--- Begin Source text ---

The Garment District may not be the first destination you think of on a weekend. Known for gritty streets with rows of fabric stores and fashion schools, it’s also home to a few hotels looking to celebrate the style in the birthplace of American Style, a term coined in the 1800s when it got its name.

If you’re there (or you have family staying in one of the many hotels in the neighborhood), the Archer Hotel is a more fashionable option, featuring a luxury vibe common to some of the area’s better establishments. With an upscale bar, restaurant, and roof deck, the typical bland chain hotel this is not.

Charlie Palmer Steak Brunch

On a recent Sunday, we ventured above 14th street to the Archer for brunch at the new Charlie Palmer Steak New York off of the lobby. Despite the “steak” moniker to which one should rightfully caution (unless loud men in suits is your thing), this version is designed for the more contemporary diner.

Skip the outdoor dining; it’s situated amidst the noise and exhaust of 38th street. The interior space is thoughtfully done, with textured wallpaper and original art lining the walls around the airy dining space. The staff is among the friendliest you’ll find in midtown, and the crowd is what New Yorkers come to covet after a few years in cramped dining halls: sparse. This isn’t the trendiest brunch in town, but you can hear yourself talk and get better service than you’re used to.

Charlie Palmer Steak Brunch

Upon online advertisement (and in-person urging), we gave the “Mimosa + Bloody Mary Cart” a try. We were hoping for a shiny cart with a jaunty bartender, but the drinks arrived sans gesture, the cart stuck in the corner. Not to worry; the pomegranate and currant mimosa was novel and not too sweet. Being our resident authority on Bloody Marys, I tried theirs—and was neither repelled nor impressed. And at $38, the bottomless option isn’t badly priced given the restaurant’s category—but it’s still a lot.

Charlie Palmer Steak Brunch

We started with the charcuterie plate, a standard array of meats and cheeses. The tuna tartare was easily the most artful dish, arriving in a long, architectural sliver of tuna, avocado, and citrus ponzu. Refreshing, if not distinct.

--- End Source text ---
--- Begin Excerpted records ---

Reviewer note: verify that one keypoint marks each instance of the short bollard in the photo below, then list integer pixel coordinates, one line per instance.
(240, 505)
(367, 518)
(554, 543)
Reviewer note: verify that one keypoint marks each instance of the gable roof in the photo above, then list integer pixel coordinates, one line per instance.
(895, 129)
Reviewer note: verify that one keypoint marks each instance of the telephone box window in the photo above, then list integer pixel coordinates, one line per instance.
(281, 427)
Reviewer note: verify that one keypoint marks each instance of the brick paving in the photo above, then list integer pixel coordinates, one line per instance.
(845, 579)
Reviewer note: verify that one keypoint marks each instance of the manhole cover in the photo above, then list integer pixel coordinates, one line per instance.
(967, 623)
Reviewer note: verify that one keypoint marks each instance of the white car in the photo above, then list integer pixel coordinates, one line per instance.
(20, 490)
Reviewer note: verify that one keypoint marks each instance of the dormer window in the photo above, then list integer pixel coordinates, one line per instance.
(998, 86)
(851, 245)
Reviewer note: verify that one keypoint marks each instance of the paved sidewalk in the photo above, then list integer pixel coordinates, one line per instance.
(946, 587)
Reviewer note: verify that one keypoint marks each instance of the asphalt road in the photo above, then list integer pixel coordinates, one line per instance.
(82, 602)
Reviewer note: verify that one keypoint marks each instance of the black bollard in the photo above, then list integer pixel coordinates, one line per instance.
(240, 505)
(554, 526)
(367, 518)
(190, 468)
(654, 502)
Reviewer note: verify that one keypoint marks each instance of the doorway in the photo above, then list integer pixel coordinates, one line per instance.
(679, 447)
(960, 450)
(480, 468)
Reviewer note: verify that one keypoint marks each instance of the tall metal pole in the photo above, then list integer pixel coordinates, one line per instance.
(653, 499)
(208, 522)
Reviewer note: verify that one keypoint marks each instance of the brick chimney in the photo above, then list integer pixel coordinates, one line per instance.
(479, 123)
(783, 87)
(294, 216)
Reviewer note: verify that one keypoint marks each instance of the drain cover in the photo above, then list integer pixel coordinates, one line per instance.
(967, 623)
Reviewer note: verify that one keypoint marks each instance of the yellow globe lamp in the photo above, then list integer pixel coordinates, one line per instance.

--- End Excerpted records ---

■ **Requirements**
[A] Determine whether each statement below agrees with the brunch review, answering yes or no and quoting the review's deciding words: (i) The review advises diners to choose the outdoor seating. (ii) The bottomless drink option costs $38. (iii) The tuna tartare is called the most artful dish.
[B] Return verbatim the portion of the brunch review from "Upon online advertisement" up to and including "if not distinct.".

■ **Answers for the exercise**
[A]
(i) No: "Skip the outdoor dining; it’s situated amidst the noise and exhaust of 38th street."
(ii) Yes: "And at $38, the bottomless option isn’t badly priced given the restaurant’s category"
(iii) Yes: "The tuna tartare was easily the most artful dish"

[B]
Upon online advertisement (and in-person urging), we gave the “Mimosa + Bloody Mary Cart” a try. We were hoping for a shiny cart with a jaunty bartender, but the drinks arrived sans gesture, the cart stuck in the corner. Not to worry; the pomegranate and currant mimosa was novel and not too sweet. Being our resident authority on Bloody Marys, I tried theirs—and was neither repelled nor impressed. And at $38, the bottomless option isn’t badly priced given the restaurant’s category—but it’s still a lot.

Charlie Palmer Steak Brunch

We started with the charcuterie plate, a standard array of meats and cheeses. The tuna tartare was easily the most artful dish, arriving in a long, architectural sliver of tuna, avocado, and citrus ponzu. Refreshing, if not distinct.